Exercise details: Please retype the listing below line for line, with no changes, and leave the pictures out of your answer.

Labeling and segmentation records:

· · · · · · ·

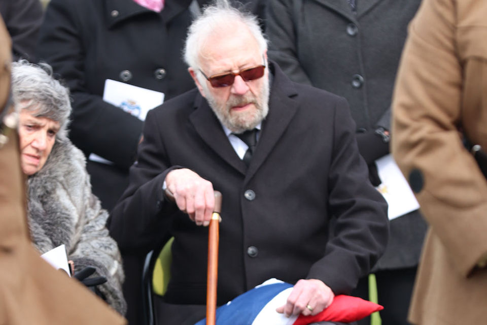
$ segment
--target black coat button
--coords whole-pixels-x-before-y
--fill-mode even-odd
[[[354,88],[360,88],[364,84],[364,77],[360,75],[354,75],[352,77],[352,86]]]
[[[366,132],[367,132],[367,129],[365,127],[359,127],[356,131],[356,133],[365,133]]]
[[[154,72],[154,76],[158,80],[163,79],[164,77],[166,76],[166,70],[162,68],[156,69],[156,71]]]
[[[346,34],[350,36],[355,36],[359,32],[359,28],[355,24],[349,24],[346,25]]]
[[[245,191],[245,193],[244,193],[244,196],[245,197],[246,199],[251,201],[255,199],[255,192],[251,189],[248,189]]]
[[[128,81],[132,79],[132,73],[129,70],[124,70],[120,73],[120,77],[124,81]]]
[[[259,254],[259,250],[255,246],[249,246],[247,248],[247,254],[251,257],[255,257]]]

· · · · · · ·

Correct output:
$ segment
--target black coat button
--coords whole-pixels-x-before-y
--fill-mode even-odd
[[[354,88],[360,88],[364,84],[364,77],[360,75],[354,75],[352,77],[352,86]]]
[[[366,132],[367,132],[367,129],[365,127],[359,127],[356,131],[356,133],[365,133]]]
[[[154,72],[154,76],[158,80],[163,79],[164,77],[166,76],[166,70],[162,68],[156,69],[156,71]]]
[[[346,34],[350,36],[355,36],[359,32],[359,28],[355,24],[349,24],[346,25]]]
[[[245,191],[245,193],[244,193],[244,196],[245,197],[246,199],[251,201],[255,199],[255,192],[251,189],[248,189]]]
[[[128,81],[132,79],[132,73],[129,70],[124,70],[120,73],[120,77],[124,81]]]
[[[259,254],[259,250],[255,246],[249,246],[247,248],[247,254],[251,257],[255,257]]]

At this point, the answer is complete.